• [Exercise]
Extract each line of the material below that contains the string "stacked". Matches are case-sensitive.

• [Records for processing]
══════════════════════════════

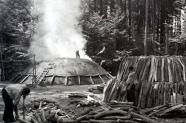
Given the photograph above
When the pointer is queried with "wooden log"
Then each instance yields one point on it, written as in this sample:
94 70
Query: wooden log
171 109
113 102
22 121
111 121
117 117
43 116
144 118
34 120
159 110
148 110
108 113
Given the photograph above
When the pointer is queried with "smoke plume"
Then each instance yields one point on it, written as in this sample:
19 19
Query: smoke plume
58 34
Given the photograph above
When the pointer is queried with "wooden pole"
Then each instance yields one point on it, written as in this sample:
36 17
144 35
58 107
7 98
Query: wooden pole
2 63
23 108
146 27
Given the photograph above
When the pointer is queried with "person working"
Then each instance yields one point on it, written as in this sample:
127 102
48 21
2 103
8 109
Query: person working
130 85
11 95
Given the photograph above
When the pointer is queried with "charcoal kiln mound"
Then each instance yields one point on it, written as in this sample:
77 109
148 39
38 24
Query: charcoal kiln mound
158 80
65 71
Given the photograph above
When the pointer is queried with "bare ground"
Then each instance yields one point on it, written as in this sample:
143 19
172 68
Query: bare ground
59 93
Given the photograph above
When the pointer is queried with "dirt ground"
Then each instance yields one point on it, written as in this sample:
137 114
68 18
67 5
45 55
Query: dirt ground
59 93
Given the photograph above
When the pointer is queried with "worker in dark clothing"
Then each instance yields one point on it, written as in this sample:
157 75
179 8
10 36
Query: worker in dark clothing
11 95
77 54
130 85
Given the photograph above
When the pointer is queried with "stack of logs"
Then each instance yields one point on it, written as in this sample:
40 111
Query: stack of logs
120 112
158 80
45 111
167 110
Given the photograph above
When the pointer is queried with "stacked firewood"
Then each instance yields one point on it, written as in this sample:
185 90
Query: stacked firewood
172 110
46 111
120 112
154 68
158 80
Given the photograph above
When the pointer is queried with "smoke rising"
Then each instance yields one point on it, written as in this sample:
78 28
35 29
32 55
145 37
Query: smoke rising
58 34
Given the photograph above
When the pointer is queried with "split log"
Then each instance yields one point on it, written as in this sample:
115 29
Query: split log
43 116
117 117
22 121
34 120
110 113
171 109
144 118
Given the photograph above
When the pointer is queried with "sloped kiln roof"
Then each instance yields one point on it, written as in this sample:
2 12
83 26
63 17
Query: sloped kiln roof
65 67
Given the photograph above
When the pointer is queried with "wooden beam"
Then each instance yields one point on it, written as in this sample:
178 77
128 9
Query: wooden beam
92 80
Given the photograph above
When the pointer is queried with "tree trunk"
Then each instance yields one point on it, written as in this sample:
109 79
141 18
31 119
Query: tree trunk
129 8
112 6
153 25
96 5
162 26
146 27
101 7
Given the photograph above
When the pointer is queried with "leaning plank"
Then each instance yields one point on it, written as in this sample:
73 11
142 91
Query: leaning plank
171 109
110 113
144 118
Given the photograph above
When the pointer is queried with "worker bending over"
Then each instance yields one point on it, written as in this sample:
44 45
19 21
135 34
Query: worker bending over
11 95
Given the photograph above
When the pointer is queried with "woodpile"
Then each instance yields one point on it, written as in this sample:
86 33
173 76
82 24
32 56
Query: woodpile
158 80
167 110
45 111
120 112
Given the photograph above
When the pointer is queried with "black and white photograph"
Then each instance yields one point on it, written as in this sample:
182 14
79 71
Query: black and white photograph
92 61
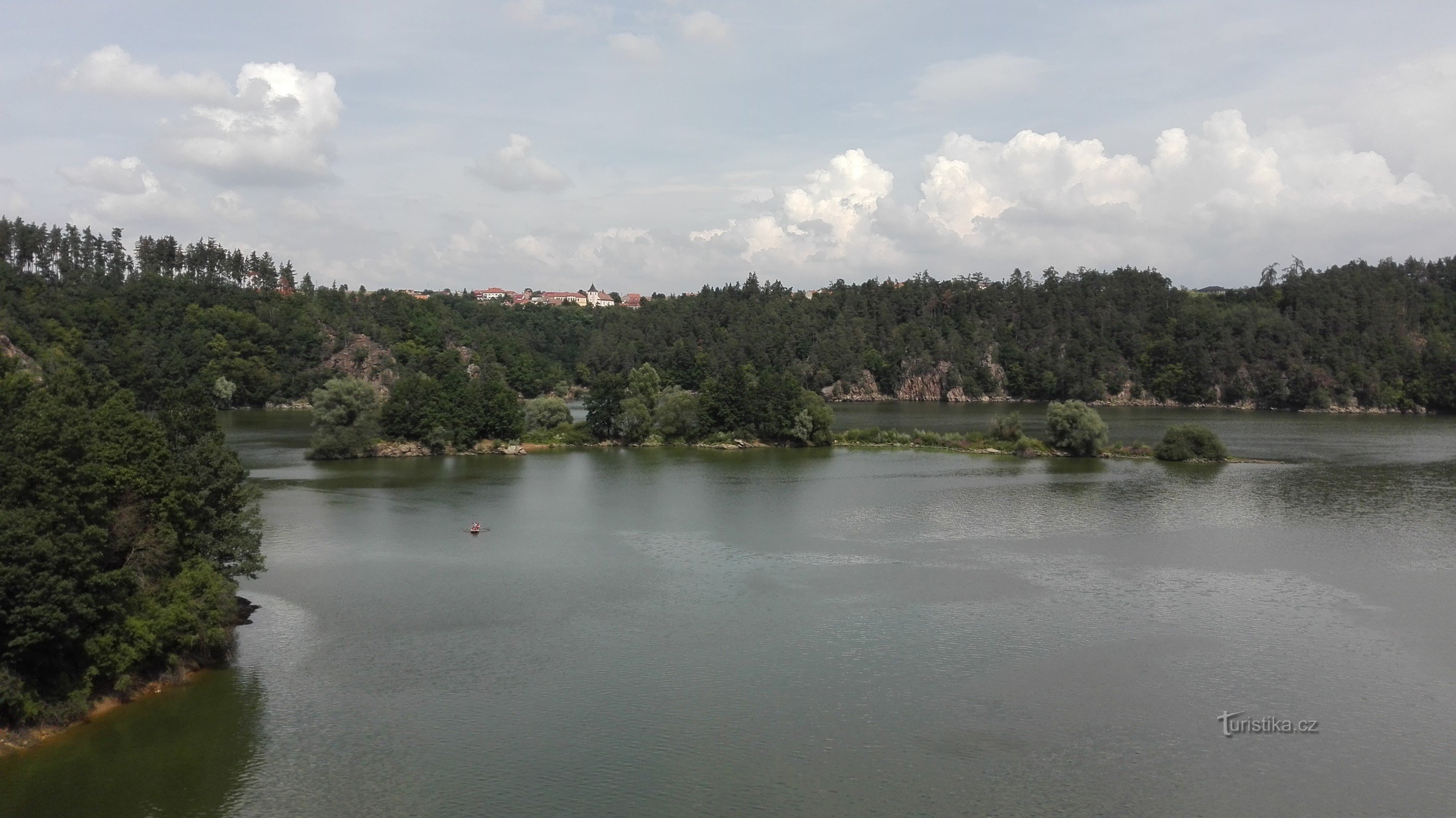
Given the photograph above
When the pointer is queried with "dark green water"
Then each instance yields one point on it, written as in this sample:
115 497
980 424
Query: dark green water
688 632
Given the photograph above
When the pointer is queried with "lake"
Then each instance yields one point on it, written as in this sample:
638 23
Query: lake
820 632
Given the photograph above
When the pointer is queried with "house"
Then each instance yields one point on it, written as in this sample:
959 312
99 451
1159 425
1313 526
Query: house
557 299
599 299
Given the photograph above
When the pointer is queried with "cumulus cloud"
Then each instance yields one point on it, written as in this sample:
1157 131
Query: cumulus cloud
705 27
1218 193
111 71
637 47
129 191
829 219
274 130
513 168
1410 111
980 79
1206 201
534 14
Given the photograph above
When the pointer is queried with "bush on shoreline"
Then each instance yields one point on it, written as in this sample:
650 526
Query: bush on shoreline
1076 428
1191 442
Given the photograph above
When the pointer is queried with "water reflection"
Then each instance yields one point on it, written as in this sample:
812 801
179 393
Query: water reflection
849 632
181 753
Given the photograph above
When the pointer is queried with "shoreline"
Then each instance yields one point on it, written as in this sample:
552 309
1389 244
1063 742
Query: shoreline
409 449
1130 404
19 740
1151 404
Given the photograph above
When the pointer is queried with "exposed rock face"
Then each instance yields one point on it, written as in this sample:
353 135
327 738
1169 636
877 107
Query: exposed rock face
998 386
934 383
863 388
366 360
9 350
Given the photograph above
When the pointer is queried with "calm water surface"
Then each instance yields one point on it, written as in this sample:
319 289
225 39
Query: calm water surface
849 632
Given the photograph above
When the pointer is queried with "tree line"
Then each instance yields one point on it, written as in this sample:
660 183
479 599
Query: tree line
121 537
164 313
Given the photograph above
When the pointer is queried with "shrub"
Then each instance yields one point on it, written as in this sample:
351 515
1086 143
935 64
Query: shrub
546 413
345 420
634 421
563 434
1030 447
1007 427
1076 428
676 415
1191 442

══════════════════════════════

• [Task response]
When the pointer is queried with "stacked firewood"
Query: stacked firewood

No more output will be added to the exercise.